Tarefa 1: Disponha em uma tabela Markdown, com as colunas "Número" e "Linha", as linhas da listagem que vão da linha que contém "Annotation spec: the target object is brown" até o fim da listagem, sem as linhas em branco. Numere as linhas a partir de 1.

Trecho selecionado:
== == ==
De acordo com o II Relatório da PCSVDFMulher, Violência Doméstica e seu Impacto no Mercado de Trabalho e na Produtividade das Mulheres, “mulheres submetidas a situações de violência doméstica apresentam menor capacidade de concentração e de tomar decisões no trabalho. ”

Outros fatores para se atentar são o estresse, as faltas frequentes e a diminuição da produtividade. “Isso gera uma bola de neve, pois acentua o desemprego e a torna ainda mais dependente financeiramente de seu agressor”, explica a psicóloga Bruna Silva.

Mas, ao identificar uma vítima de violência, é preciso cuidado. “Uma das medidas não é abordar diretamente, porque muitas mulheres se sentem culpadas por estar nessa situação. Por isso é importante que nos canais de comunicação da empresa sempre tenha mensagem de acolhimento, informações sobre denúncia e se a empresa puder oferecer acolhimento através de um serviço psicológico é interessante”, explica Laís.

O estudo aponta que “empresas que se atentam para essa problemática estão à frente no seu segmento.” Por isso, estar próximo aos seus profissionais, abrir espaços seguros para conversas, é crucial para identificar que algo não está bem. “Outro caminho é ter profissionais voltados para saúde mental disponíveis na empresa ou conveniados”, acrescenta Bruna.

Paula* é uma profissional bem-sucedida. Recentemente conseguiu uma promoção no escritório em que trabalha, cria os filhos, administra a casa. Quem a vê hoje não imagina as violências que passou com o ex-marido. “A gente fica tão envolvida na trama que não consegue enxergar o óbvio”, conta. Para ela, a violência começou de forma sutil. “Primeiro começaram as agressões verbais, que eram em forma de brincadeira, me chamando de burra, incapaz. Depois, a ira foi crescendo, alguns objetos eram arremessados em brigas que eu nem sabia como tinham começado, até que a agressão virou física. Um empurrão, um tapa. Fico com vergonha de lembrar. Depois das brigas, tudo parecia ficar bem, ele ficava calmo, fazia agrados, trazia flores, fazia promessas de amor eterno. Até que as agressões voltam de novo. É um ciclo. ”
== == ==
Informações extraídas:
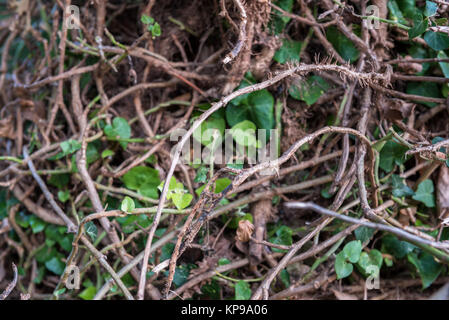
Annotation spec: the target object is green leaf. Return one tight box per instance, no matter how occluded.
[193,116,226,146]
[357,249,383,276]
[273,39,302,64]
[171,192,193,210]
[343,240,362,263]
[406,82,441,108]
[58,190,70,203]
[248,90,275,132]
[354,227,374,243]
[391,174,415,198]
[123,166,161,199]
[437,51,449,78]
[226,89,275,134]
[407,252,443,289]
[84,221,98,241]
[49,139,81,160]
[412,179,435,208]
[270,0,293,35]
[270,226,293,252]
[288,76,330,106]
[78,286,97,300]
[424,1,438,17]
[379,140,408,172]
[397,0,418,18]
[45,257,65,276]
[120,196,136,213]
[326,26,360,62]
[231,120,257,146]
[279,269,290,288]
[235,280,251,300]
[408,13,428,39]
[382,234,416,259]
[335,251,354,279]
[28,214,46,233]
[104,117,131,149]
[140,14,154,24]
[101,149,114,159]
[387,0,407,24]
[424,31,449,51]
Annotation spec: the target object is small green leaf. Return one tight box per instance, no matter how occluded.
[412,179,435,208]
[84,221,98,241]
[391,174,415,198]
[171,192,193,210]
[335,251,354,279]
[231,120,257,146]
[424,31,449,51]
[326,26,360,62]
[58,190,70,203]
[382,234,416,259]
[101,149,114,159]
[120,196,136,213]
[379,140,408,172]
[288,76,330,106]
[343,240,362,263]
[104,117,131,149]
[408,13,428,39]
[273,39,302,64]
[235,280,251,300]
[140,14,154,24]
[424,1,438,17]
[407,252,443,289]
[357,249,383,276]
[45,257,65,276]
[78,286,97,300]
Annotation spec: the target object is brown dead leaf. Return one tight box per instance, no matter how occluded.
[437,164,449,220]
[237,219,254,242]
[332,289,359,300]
== == ==
Tarefa 2: Reproduza sem alterações a parte do texto sobre violência doméstica que começa nas palavras "De acordo com" e termina após "psicóloga Bruna Silva.".

Resultado 1:
| Número | Linha |
|---|---|
| 1 | Annotation spec: the target object is brown dead leaf. Return one tight box per instance, no matter how occluded. |
| 2 | [437,164,449,220] |
| 3 | [237,219,254,242] |
| 4 | [332,289,359,300] |

Resultado 2:
De acordo com o II Relatório da PCSVDFMulher, Violência Doméstica e seu Impacto no Mercado de Trabalho e na Produtividade das Mulheres, “mulheres submetidas a situações de violência doméstica apresentam menor capacidade de concentração e de tomar decisões no trabalho. ”

Outros fatores para se atentar são o estresse, as faltas frequentes e a diminuição da produtividade. “Isso gera uma bola de neve, pois acentua o desemprego e a torna ainda mais dependente financeiramente de seu agressor”, explica a psicóloga Bruna Silva.